--- EXERCISE DATA Enclosed Below ---

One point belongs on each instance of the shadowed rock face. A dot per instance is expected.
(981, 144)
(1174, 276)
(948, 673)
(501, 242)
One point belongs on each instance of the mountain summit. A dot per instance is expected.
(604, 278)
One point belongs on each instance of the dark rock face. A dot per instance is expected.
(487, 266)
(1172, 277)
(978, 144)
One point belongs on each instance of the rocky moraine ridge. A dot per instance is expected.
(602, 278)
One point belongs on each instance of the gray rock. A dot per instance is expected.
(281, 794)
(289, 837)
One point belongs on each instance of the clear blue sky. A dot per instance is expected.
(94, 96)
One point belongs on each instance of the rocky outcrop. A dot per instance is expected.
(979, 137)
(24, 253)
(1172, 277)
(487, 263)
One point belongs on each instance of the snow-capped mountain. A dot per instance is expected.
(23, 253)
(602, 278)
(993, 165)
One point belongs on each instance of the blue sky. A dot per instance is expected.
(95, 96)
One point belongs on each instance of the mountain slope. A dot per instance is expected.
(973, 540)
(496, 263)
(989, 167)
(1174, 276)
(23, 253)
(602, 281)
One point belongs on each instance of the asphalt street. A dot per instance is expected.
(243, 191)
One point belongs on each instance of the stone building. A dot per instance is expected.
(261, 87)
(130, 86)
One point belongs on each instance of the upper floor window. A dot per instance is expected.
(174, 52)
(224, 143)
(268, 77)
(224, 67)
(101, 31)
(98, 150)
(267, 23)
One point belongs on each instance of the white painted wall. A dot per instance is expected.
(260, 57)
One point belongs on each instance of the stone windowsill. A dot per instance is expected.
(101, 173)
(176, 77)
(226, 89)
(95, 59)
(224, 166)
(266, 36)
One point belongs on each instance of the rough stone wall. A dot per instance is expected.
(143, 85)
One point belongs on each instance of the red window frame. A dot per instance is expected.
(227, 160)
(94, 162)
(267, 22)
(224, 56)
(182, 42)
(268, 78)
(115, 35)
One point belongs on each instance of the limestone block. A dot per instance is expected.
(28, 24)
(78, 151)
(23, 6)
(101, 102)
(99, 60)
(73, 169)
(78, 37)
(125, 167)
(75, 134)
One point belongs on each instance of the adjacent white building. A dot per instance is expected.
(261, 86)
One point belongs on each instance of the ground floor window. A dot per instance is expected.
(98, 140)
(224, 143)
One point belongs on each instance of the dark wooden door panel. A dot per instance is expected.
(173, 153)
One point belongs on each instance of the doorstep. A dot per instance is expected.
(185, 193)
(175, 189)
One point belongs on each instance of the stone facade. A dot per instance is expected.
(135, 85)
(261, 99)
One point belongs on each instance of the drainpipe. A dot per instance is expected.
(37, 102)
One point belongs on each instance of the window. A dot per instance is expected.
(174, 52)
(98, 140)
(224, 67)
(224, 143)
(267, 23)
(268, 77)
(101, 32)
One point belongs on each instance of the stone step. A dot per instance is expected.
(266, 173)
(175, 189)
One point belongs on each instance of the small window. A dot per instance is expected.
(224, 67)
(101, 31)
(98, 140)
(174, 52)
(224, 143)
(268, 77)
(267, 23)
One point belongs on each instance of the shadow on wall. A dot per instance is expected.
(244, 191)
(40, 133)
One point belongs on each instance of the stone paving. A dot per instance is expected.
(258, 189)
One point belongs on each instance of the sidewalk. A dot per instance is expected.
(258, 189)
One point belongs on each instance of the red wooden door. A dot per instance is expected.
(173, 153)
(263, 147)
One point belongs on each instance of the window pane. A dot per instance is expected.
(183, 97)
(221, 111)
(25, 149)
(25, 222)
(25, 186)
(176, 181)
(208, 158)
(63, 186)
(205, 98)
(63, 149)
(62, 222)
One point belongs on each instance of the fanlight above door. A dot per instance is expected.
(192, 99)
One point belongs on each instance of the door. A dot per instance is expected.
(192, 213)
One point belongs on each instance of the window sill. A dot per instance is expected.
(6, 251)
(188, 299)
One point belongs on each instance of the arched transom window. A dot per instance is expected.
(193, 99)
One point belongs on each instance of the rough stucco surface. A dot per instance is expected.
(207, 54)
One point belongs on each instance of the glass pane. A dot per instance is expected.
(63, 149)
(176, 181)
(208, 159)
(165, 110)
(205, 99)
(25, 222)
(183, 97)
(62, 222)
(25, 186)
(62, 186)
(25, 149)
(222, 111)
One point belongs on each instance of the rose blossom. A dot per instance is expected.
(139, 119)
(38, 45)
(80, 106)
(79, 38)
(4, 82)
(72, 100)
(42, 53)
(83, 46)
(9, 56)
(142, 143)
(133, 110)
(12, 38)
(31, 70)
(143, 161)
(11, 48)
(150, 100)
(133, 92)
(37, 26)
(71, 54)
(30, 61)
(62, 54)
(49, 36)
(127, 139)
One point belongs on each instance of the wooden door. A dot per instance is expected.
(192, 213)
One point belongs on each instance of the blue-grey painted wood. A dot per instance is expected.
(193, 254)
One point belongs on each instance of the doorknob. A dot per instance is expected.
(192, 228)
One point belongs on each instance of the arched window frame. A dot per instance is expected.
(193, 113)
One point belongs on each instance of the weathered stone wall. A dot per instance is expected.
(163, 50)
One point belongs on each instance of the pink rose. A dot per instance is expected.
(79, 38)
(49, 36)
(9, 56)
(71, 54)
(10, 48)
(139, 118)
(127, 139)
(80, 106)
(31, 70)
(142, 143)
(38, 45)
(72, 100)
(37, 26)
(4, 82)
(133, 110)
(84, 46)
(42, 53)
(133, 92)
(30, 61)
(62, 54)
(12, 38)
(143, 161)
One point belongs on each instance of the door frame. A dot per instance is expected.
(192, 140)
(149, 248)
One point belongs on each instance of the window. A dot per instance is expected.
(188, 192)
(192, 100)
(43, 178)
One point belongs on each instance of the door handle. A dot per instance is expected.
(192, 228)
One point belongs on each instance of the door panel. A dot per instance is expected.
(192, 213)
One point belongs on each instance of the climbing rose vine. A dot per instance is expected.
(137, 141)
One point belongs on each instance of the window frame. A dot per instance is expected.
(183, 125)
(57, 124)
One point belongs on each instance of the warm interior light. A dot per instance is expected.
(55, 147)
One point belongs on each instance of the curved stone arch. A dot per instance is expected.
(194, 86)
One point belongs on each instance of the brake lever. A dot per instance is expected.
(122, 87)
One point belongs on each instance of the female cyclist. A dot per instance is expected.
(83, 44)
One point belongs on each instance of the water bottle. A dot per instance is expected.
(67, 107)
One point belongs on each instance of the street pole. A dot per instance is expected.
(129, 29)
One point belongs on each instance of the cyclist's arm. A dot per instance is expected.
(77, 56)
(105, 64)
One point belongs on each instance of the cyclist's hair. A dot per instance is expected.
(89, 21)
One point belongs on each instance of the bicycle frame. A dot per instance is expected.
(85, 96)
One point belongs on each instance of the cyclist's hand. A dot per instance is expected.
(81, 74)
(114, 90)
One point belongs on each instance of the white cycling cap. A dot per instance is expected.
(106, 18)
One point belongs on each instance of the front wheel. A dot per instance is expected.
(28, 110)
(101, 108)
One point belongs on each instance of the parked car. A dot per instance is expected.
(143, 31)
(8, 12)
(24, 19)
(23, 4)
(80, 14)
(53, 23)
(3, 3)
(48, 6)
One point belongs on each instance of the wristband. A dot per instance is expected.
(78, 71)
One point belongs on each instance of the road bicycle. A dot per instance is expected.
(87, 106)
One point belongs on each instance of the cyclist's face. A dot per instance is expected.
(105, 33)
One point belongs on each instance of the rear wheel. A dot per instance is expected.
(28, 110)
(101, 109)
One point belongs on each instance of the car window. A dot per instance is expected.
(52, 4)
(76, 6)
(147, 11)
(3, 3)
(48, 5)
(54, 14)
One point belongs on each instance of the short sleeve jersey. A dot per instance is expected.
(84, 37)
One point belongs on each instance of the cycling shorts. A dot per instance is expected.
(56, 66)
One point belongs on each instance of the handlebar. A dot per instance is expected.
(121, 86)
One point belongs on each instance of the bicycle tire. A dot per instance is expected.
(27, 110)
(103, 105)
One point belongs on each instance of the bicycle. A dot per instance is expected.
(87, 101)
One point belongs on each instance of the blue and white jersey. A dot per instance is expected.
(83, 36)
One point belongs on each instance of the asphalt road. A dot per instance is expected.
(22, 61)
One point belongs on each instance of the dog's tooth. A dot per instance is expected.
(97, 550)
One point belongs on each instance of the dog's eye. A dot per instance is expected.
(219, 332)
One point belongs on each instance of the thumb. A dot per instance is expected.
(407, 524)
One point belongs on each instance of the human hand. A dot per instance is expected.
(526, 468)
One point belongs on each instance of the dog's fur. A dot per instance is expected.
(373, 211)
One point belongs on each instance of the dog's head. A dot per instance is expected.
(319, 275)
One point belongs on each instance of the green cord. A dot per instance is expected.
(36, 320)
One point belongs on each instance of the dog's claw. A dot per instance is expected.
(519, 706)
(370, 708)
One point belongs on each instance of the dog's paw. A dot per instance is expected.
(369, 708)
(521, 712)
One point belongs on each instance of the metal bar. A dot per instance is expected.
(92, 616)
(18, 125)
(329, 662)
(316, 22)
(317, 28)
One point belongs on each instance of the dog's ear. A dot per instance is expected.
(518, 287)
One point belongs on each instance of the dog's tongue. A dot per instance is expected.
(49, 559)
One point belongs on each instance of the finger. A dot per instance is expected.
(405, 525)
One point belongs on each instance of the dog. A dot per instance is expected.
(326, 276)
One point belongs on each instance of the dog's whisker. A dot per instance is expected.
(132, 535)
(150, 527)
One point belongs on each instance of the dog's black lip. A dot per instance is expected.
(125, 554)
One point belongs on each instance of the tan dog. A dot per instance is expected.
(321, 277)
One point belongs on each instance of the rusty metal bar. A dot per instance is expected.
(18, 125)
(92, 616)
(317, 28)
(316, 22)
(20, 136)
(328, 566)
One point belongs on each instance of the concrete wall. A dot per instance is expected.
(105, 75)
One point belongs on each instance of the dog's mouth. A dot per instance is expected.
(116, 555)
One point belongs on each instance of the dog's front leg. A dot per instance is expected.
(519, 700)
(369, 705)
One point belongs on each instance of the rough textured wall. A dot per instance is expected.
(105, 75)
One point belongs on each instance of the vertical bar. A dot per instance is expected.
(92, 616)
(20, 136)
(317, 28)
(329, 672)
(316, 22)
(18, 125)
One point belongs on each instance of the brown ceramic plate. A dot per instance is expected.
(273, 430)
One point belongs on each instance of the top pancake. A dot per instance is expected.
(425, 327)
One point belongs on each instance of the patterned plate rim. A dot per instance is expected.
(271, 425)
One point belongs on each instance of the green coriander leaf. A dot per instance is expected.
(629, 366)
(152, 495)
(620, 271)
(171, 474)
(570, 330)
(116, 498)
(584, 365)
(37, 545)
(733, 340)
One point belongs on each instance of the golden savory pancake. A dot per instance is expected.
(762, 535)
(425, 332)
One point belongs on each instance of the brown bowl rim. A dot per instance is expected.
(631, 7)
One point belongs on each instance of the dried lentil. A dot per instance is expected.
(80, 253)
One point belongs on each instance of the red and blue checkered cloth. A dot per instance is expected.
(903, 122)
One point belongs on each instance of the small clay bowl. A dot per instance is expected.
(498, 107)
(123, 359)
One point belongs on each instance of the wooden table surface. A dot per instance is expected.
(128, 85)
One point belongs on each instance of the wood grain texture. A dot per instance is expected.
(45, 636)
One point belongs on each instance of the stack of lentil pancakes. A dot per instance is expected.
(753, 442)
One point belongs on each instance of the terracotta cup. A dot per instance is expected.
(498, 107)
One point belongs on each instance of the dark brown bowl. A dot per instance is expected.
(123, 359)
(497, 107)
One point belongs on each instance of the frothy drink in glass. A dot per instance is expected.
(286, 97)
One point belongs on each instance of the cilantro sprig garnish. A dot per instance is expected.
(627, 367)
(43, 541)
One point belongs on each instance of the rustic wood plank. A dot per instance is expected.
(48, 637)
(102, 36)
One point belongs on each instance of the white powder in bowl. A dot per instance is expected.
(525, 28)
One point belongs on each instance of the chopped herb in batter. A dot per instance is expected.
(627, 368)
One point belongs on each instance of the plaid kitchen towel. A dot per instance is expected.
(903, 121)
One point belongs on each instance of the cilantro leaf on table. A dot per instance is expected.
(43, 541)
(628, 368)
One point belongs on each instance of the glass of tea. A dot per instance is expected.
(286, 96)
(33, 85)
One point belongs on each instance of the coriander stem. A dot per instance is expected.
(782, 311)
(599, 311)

--- End of Enclosed EXERCISE DATA ---

→ EXERCISE: Where the line containing "One point belongs on each instance of the white powder" appears, start copying, and go on exactly through the last line of the data.

→ TASK ANSWER:
One point belongs on each instance of the white powder in bowl. A dot per instance is expected.
(525, 28)
One point belongs on each instance of the chopped herb in batter. A dot per instance is expected.
(627, 368)
One point belongs on each instance of the plaid kitchen towel. A dot per instance is expected.
(903, 121)
One point belongs on each instance of the cilantro leaf on table. A dot per instance is expected.
(43, 541)
(628, 368)
One point belongs on each instance of the glass of tea. A dot per instance is expected.
(286, 96)
(33, 85)
One point belongs on each instance of the coriander stem. A dot per instance is expected.
(782, 311)
(599, 311)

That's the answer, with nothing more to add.